**OBJECTIVE:**
Carry on the blog post about a novice's calling and Dominic's charge to scatter the seed, picking up right after its final sentence.

**DOCUMENT:**
=-=-=

Monday, October 30, 2017

"We Must Scatter the Seed, Not Hoard It"


Well, it’s happened. I knew that it would, sooner or later: I missed the chance to attend a funeral back home, because I am here as a novice at the CDN. The funeral was for a loved one of someone to whom I feel deeply connected through a ministry we shared for many years. The grief of my bereaved friend is important to me, and I wanted to be there with her. 



How to reconcile my distress? My bereaved friend is compassionate, supportive, faith filled, prayerful. She isn’t giving a thought to my absence at the wake and the funeral. But sure am! I’m also thinking about the Thanksgiving break that I can’t spend this year as I usually would, with my cousin who has special needs. Long story. To summarize: She will most likely stay at her group home on Thanksgiving this year because I won’t be home to have her visit. I ask, “God, is this really what you’re calling me to? Are you really asking me to step away from the needs of people I love?”



In 1217, Dominic told his fledgling group of 16 friars that it was time to disperse and take the preaching on the road, from Toulouse to Paris, Spain, Rome. At first, the friars did not assent. They protested that they were too new, too few. Dominic insisted, “We must scatter the seed, not hoard it.” The friars’ seed was the Good News. Their mission: the holy preaching. What is my mission? Do I, a novice of 12 weeks, have seed to scatter? Is preaching the essence of my mission in St Louis? In some ways, yes: I will preach at morning and evening prayer this week, and I have been studying and practicing preaching all semester in my Foundations of Preaching class. But as all Dominicans know, preaching happens beyond the encounter where we formally break open the Word.

=-=-=

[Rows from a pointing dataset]
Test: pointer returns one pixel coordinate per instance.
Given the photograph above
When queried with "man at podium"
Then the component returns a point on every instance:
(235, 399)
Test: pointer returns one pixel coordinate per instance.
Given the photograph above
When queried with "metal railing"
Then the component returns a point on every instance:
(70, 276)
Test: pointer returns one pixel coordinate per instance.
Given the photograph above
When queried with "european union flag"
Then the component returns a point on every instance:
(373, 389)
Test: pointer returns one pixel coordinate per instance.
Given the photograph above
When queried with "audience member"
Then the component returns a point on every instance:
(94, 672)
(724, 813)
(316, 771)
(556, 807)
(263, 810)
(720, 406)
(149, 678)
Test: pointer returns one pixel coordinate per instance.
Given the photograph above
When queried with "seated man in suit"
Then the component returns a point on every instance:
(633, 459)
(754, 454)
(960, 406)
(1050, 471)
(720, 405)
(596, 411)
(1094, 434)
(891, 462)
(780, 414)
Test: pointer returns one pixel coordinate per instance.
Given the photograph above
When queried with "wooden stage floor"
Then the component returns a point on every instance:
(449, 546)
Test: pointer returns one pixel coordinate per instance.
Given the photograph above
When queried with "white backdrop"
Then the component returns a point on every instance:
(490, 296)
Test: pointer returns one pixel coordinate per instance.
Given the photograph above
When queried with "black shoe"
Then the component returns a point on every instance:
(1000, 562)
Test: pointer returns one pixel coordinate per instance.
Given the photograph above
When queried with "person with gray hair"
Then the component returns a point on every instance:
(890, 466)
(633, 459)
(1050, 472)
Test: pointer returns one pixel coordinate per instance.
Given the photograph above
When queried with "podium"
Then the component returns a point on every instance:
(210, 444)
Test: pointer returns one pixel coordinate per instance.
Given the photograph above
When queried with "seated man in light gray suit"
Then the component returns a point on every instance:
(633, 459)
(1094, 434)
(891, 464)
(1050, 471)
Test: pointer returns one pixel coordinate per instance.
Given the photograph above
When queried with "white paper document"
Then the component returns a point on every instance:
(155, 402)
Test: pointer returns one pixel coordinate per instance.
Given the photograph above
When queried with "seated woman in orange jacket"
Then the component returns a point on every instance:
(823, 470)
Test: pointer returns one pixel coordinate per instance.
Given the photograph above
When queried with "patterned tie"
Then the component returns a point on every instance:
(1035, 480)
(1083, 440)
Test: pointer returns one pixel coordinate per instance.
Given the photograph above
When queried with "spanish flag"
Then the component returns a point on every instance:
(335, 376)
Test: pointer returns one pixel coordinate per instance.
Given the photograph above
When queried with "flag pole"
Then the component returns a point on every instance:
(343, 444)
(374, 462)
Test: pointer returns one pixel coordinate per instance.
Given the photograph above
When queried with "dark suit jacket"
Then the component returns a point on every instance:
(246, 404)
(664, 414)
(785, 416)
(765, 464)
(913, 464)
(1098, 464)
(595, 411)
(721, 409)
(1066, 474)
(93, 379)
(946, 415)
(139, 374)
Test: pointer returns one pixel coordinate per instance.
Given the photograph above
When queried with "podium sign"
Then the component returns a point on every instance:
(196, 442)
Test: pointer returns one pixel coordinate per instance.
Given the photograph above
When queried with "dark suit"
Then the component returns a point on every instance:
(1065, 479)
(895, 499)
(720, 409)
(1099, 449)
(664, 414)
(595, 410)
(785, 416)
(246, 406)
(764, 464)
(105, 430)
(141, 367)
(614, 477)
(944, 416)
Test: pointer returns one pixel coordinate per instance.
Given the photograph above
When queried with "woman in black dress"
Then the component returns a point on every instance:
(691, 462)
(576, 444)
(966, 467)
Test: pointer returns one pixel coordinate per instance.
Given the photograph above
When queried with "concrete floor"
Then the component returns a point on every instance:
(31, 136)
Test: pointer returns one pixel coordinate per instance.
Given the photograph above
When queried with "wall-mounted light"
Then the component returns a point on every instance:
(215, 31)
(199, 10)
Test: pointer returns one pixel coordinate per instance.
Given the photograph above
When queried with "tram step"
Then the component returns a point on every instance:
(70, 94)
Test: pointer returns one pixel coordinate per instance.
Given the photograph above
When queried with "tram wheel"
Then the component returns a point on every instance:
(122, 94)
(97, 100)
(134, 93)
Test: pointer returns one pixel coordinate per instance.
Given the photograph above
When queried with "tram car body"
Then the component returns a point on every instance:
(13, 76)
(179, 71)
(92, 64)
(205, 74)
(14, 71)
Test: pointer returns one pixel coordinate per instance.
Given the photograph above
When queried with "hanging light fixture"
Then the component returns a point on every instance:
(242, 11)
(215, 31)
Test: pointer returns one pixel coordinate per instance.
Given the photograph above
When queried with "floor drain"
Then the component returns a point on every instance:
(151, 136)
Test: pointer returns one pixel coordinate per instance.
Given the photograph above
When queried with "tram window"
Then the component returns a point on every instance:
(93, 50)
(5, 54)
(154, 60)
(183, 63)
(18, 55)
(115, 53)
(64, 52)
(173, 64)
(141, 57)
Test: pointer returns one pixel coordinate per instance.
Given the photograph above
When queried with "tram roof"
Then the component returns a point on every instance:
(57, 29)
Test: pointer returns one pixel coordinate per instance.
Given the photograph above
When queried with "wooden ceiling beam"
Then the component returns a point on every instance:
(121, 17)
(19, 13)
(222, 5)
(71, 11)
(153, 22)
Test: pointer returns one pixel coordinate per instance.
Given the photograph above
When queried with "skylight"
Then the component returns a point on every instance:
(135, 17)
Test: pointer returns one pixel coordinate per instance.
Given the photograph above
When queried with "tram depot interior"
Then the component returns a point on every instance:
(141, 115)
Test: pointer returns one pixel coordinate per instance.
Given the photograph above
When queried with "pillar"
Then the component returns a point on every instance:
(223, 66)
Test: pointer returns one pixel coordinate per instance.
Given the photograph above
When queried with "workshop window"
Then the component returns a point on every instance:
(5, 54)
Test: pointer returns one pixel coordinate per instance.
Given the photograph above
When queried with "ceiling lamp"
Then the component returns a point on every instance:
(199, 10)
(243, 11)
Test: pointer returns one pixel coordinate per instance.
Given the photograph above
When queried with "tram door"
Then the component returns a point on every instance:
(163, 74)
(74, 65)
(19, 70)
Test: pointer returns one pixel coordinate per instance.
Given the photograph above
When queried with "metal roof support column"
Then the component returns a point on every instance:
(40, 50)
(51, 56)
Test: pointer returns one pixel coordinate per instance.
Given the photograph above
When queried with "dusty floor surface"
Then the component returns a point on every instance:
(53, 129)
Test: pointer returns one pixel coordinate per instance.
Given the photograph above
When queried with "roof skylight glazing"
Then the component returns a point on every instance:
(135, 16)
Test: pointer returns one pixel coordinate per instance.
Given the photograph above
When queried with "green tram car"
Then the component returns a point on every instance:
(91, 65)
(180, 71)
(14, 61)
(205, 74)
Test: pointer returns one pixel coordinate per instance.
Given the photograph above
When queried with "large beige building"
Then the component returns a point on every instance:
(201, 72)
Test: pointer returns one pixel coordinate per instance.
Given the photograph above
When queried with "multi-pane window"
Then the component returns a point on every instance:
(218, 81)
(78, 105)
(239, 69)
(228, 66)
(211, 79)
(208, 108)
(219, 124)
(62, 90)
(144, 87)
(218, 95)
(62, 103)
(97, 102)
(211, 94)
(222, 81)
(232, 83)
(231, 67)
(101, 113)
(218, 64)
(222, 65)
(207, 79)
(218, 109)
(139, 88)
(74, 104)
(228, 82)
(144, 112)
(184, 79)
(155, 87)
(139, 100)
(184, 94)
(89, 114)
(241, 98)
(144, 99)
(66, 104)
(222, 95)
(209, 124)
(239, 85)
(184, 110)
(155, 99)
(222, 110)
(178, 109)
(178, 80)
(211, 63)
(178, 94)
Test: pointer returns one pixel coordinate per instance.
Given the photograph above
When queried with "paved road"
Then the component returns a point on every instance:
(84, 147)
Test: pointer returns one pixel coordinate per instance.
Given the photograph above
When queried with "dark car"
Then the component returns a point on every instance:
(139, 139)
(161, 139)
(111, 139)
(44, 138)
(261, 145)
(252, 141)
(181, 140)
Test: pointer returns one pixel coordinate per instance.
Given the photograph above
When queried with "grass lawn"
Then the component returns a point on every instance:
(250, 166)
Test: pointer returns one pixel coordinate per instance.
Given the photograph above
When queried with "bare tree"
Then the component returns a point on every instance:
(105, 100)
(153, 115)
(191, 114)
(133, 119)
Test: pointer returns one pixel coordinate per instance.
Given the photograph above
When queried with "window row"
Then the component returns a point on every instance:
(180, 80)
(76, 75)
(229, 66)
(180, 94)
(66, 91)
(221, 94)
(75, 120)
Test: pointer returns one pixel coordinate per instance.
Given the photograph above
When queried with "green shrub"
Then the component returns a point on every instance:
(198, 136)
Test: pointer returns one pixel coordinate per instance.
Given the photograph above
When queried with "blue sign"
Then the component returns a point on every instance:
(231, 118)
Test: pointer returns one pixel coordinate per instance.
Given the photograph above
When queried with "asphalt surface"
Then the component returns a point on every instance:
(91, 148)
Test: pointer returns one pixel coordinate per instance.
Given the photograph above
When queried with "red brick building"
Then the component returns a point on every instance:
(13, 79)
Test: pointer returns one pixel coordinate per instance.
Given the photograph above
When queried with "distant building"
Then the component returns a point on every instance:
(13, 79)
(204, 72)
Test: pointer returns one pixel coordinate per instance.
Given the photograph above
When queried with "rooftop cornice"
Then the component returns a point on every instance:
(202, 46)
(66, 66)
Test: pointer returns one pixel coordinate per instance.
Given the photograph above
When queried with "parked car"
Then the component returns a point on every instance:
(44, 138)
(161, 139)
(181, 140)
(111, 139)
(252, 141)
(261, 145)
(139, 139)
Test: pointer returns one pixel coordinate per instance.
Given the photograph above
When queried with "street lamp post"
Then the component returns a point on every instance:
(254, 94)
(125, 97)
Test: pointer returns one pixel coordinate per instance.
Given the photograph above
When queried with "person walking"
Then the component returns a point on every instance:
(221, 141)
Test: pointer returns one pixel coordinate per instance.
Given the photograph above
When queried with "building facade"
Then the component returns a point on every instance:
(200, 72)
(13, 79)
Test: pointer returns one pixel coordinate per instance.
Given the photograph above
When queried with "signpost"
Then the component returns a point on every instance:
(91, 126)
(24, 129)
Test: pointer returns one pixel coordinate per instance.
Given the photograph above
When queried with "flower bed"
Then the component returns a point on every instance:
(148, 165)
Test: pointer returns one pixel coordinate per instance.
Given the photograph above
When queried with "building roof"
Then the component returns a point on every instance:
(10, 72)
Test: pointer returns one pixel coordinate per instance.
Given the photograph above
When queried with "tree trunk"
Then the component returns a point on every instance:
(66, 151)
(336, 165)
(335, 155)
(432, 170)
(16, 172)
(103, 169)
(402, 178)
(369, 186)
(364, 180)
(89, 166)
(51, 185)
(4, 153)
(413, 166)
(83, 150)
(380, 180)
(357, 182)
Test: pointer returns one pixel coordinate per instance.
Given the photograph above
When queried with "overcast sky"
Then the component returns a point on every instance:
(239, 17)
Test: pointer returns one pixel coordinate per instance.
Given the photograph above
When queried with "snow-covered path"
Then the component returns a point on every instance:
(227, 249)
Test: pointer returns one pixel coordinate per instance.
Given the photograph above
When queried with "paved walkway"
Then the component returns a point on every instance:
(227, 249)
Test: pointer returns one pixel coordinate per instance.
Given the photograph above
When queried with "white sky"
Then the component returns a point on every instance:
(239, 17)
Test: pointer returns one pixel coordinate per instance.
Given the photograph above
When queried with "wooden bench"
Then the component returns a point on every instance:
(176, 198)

=-=-=

**FINAL RESULT:**
It happens when I visit my immigrant student, Nadia* for our weekly ESL tutoring sessions. I show up at her home faithfully each week in the hope that we can cover some ground in her grammar and vocabulary skills. Is her English improving? I hope so. I’m not sure yet. Am I preaching? My faithful visits are grounded in veritas, a truth that I hope I am speaking to her soul: Nadia matters…to me and to God, even if she calls God by another name. We are beloved children of this same God. She welcomes me warmly each week. We talk about family back home (hers in her home country, mine in New Jersey). She shows me photos of her daughter, her parents, her siblings. I show her pictures of my nephews, other members of my family. We sometimes struggle to understand each other. But we persist. So, is this preaching? Yes! During our lessons, often at a moment when I least expect it, she disappears into the kitchen. She returns with plates heaping with fruit, nuts, whatever she can offer. This newcomer to my country wants me, a newcomer to her home, to feel welcome. 
I do, and I feel humbled, too. The seed that she has, she scatters. The seed that I have, I scatter.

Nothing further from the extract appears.